[Passage provided]
The Irrelationship Group was formed to help people achieve optimal relationships in romance, work-life, friendships, and society & culture. We seek, through multiple channels (books, blogs, speaking engagements, workshops, etc.) to provide a framework for understanding dysfunctional patterns of relating with one another we call “Irrelationship”. We seek to be change agents to catalyze recognition of the presence of irrelationship, deepen understanding of irrelationship through educational and training activities as well as via what we call “self-other-help”, and offer tools and processes to allow people to develop and maintain relationships characterized by open and safe communication, lower anxiety, improved intimacy, and sustainable mutuality. We believe that the only effective way to address Irrelationship is together with other people committed to the same goal — which is why we call our approach “Self-Other-Help”.
Mark B. Borg, Jr., Ph.D. is a community and clinical psychologist and a psychoanalyst practicing in New York City. He is founding partner of The Community Consulting Group, a consulting firm that trains community stakeholders, local governments and other organizations to use psychoanalytic techniques in community rebuilding and revitalization. He is a supervisor of psychotherapy at the William Alanson White Institute and has written extensively about the intersection of psychoanalysis and community crisis intervention. He has published numerous articles and book chapters on community intervention, organizational consultation, psychoanalytic therapy; and on the application of psychoanalytic theory and technique to improve and streamline the process of community crisis intervention.
[/Passage provided]
[Data under study]
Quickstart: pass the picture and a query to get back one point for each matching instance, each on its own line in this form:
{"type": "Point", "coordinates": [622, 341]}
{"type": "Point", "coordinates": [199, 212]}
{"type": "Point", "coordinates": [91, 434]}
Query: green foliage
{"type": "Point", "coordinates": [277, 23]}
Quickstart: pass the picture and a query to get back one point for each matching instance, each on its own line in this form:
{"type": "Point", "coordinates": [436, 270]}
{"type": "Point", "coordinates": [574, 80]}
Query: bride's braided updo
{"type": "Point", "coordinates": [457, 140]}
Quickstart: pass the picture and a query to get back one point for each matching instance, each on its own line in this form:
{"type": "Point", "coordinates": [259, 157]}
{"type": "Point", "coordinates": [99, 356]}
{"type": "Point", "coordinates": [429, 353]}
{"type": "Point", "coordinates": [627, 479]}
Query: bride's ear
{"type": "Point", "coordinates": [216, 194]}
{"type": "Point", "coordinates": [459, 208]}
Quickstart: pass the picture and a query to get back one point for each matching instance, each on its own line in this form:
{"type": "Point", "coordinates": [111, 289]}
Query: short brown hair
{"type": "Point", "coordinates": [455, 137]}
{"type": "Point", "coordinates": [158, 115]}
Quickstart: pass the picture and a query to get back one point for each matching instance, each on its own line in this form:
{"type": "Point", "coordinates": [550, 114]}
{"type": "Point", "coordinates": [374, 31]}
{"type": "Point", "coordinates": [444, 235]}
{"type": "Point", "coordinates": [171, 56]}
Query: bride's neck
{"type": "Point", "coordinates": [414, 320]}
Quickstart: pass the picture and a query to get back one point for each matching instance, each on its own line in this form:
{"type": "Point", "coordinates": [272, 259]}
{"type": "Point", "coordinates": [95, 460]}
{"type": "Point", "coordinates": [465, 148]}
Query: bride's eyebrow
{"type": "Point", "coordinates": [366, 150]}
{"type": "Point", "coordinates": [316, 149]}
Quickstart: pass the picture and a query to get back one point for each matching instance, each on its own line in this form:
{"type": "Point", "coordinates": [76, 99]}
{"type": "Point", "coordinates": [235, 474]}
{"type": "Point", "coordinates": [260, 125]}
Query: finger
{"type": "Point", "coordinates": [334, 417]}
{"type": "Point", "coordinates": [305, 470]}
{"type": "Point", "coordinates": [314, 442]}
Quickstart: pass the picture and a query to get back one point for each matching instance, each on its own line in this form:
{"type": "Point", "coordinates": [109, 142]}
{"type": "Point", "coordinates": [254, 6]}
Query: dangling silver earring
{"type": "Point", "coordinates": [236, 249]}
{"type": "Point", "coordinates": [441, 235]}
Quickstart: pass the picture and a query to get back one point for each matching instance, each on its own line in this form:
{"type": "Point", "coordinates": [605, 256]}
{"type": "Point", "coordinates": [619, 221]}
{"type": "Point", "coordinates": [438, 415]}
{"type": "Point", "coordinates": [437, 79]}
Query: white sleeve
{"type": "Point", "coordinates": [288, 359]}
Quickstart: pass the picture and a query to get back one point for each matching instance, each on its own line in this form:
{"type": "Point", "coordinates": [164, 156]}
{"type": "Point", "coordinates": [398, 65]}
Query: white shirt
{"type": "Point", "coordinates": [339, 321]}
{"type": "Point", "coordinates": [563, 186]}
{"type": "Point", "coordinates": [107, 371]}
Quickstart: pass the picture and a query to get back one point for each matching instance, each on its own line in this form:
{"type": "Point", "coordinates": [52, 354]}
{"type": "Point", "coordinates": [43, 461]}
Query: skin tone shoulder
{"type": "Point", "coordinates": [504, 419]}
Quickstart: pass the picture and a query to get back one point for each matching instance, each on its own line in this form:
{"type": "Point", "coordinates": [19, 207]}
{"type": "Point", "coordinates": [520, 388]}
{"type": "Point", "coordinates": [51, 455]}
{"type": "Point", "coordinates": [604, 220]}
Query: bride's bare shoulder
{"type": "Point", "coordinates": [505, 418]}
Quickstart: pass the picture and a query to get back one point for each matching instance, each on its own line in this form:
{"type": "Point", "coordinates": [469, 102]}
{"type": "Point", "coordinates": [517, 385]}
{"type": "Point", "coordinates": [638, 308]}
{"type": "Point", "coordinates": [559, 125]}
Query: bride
[/Data under study]
- _What the exercise asks_
Copy word for word the section of the Irrelationship Group text that begins with "Mark B. Borg, Jr., Ph.D." and ends after "of community crisis intervention.".

- _Result below_
Mark B. Borg, Jr., Ph.D. is a community and clinical psychologist and a psychoanalyst practicing in New York City. He is founding partner of The Community Consulting Group, a consulting firm that trains community stakeholders, local governments and other organizations to use psychoanalytic techniques in community rebuilding and revitalization. He is a supervisor of psychotherapy at the William Alanson White Institute and has written extensively about the intersection of psychoanalysis and community crisis intervention. He has published numerous articles and book chapters on community intervention, organizational consultation, psychoanalytic therapy; and on the application of psychoanalytic theory and technique to improve and streamline the process of community crisis intervention.